### Fourier Transform

Consider a function \(f\colon \{0,1\}^n \to \{-1, 1\}\) on \(n\) boolean variables. This can be viewed as a transform of a boolean function \(g\colon \{0,1\}^n \to \{0, 1\}\) by letting \(f(x) = (-1)^{g(x)}\). For \(\alpha \in\{0,1\}^n\), define the characteristic function

\[

\chi_\alpha(x) = (-1)^{\alpha x} = (-1)^{\sum_i \alpha_i x_i}.

\]

Here \(\alpha\) can also be viewed as a subset of \([n]\), that is \(\{i\colon \alpha_i = 1\}\).

The Fourier transform of function \(f\) at \(\alpha\) is

\[

\widehat{f}(\alpha) = \frac{1}{2^n} \sum_{x\in \{0,1\}^n} f(x) \chi_\alpha(x).

\]

That is, \(f\) can be uniquely decomposed as a linear combination of the characteristic functions

\[

f(x) = \sum_{\alpha\in \{0,1\}^n} \widehat{f}(\alpha) \chi_\alpha (x).

\]

Note that the Fourier transform \(\widehat{f}\) is a function from \(\{0,1\}^n \to \mathbb{R}\).

Define the *degree* of \(\widehat{f}\) to be the size of the largest \(\alpha\) such that \(\widehat{f}(\alpha) \neq 0\). If a function is computed by a decision tree of depth \(d\), then the degree of its Fourier transform is at most \(d\).

### Restriction

A restriction of a function is to fix a subset of variables by a specific assignment. This can be done in two steps: picking up a subset of variables, and fixing the values of these variables.

Consider function \(f\colon \{0,1\}^n \to \{-1, 1\}\). Divide the input variables into two disjoint subsets and write \(f(x, y)\) where \(x\) has dimension \(m\) and \(y\) has dimension \(n-m\). Then the Fourier coefficients can be written as

\[

\widehat{f}(\alpha, \beta) = \frac{1}{2^n} \sum_{(x, y)\in \{0,1\}^n} f(x,y) \chi_\alpha(x)\chi_\beta(y).

\]

For a fixed \(y\in\{0,1\}^{n-m}\), let \(f_y \equiv f(x,y)\), which is a boolean function on \(m \) inputs. Its Fourier transform is

\[

\widehat{f_y} (\alpha) = \frac{1}{2^m} \sum_{x} f_y (x) \chi_\alpha(x).

◆ ◆ ◆

▸ Jobs:
A - Retype the part of the notes on Fourier transforms of boolean functions starting at "Define the *degree*" and ending at "at most \(d\).".
B - In the "Fourier Transform" section of the notes on boolean functions, give every formula that sits on its own line.
C - Carry on the notes on Fourier transforms of boolean functions from the point where they stop.

▸ Information supplied:
◆ ◆ ◆

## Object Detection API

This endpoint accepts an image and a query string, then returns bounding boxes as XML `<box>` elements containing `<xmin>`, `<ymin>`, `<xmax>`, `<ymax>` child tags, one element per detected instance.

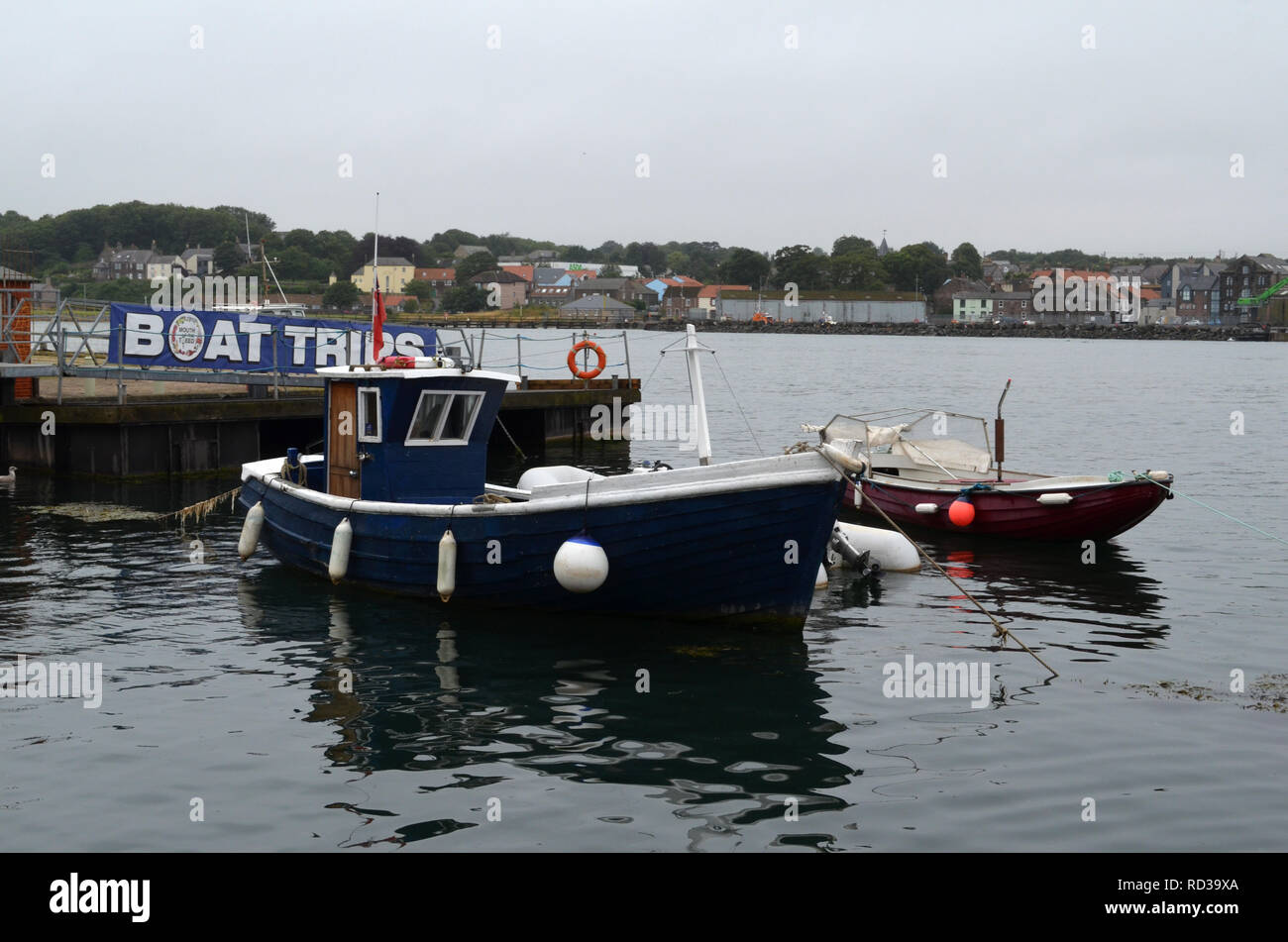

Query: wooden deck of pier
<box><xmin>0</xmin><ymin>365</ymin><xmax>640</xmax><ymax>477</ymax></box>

◆ ◆ ◆

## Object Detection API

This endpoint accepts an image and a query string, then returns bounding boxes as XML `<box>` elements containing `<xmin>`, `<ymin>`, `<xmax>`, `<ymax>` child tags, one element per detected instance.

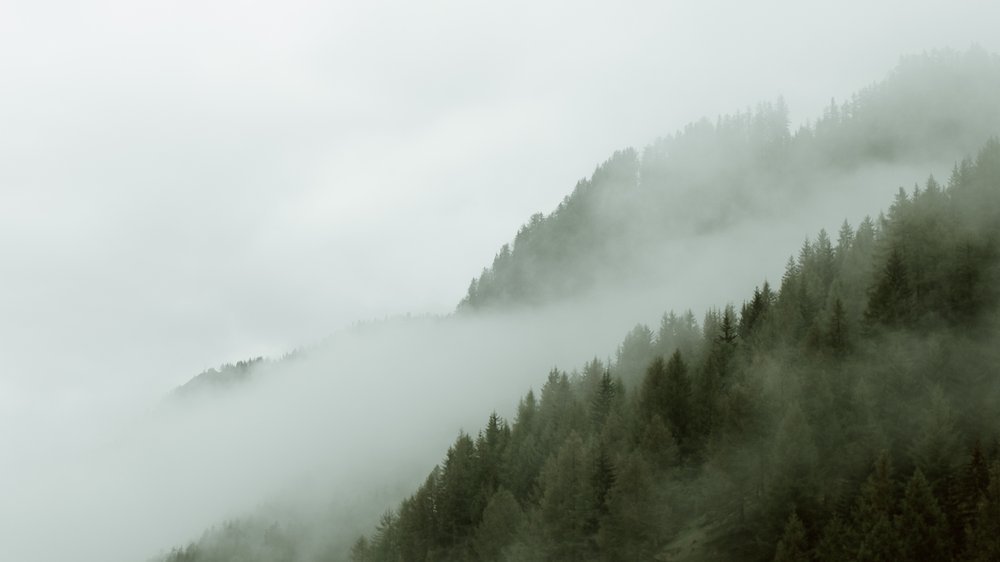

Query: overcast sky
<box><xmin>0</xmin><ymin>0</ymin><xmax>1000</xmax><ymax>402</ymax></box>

◆ ◆ ◆

▸ Per-task answers:
A -
Define the *degree* of \(\widehat{f}\) to be the size of the largest \(\alpha\) such that \(\widehat{f}(\alpha) \neq 0\). If a function is computed by a decision tree of depth \(d\), then the degree of its Fourier transform is at most \(d\).

B -
\chi_\alpha(x) = (-1)^{\alpha x} = (-1)^{\sum_i \alpha_i x_i}.
\widehat{f}(\alpha) = \frac{1}{2^n} \sum_{x\in \{0,1\}^n} f(x) \chi_\alpha(x).
f(x) = \sum_{\alpha\in \{0,1\}^n} \widehat{f}(\alpha) \chi_\alpha (x).

C -
\]

Then we have the following relationship between \(\widehat{f}\) and \(\widehat{f_y}\):

\[

\widehat{f}(\alpha, \beta) = \frac{1}{2^{n-m}} \sum_y \widehat{f_y}(\alpha) \chi_\beta(y),

\]

and for each fixed \(\alpha\)

\[

\sum_\beta \widehat{f}(\alpha, \beta)^2 = \frac{1}{2^{n-m}} \sum_y \widehat{f_y}(\alpha)^2.

\]

Note here we applied the fact that \(\chi_\alpha (x) \chi_\beta (x) = \chi_{\alpha\oplus\beta} (x) \) and \(\sum_x \chi_\alpha (x) = 0\) for \(\alpha\neq 0\).

### Random Restriction on DNFs

A random restriction on a function is done in two steps: first randomly pick up a fraction \(p\) of input variables, and then randomly assign 0 or 1 to the remaining variables. Hastad’s Switching Lemma says that, under a random restriction, a \(k\)-DNF formula is simplified dramatically with high probability.

Let \(f\) be a \(k\)-DNF, and \(\rho\) be a random restriction with parameter \(p\). Denote by \(f|_\rho\) the randomly restricted function. Then the probability that the decision tree depth for \(f|_\rho\) is bigger than \(d\) is bounded by

\[

(5pk)^d.

\]

Note that this bound does not depend on the number of clauses in the formula. This implies that with probability \(1- (5pk)^d\), the degree of the Fourier transform \(\widehat{f|_\rho}\) is at most \(d\). Based on this, next we show that the large Fourier coefficients of the orignial \(k\)-DNF \(f\) is bounded.

By the above, we have

\[

{\bf Pr}_{\rho} \left[ deg( \widehat{f|_\rho}) > d \right] \leq (5pk)^d.

\]

This implies

\[

{\bf E}_{\rho} \left[ \sum_{\alpha \colon |\alpha| >d } \widehat{f|_\rho}(\alpha)^2 \right] \leq (5pk)^d.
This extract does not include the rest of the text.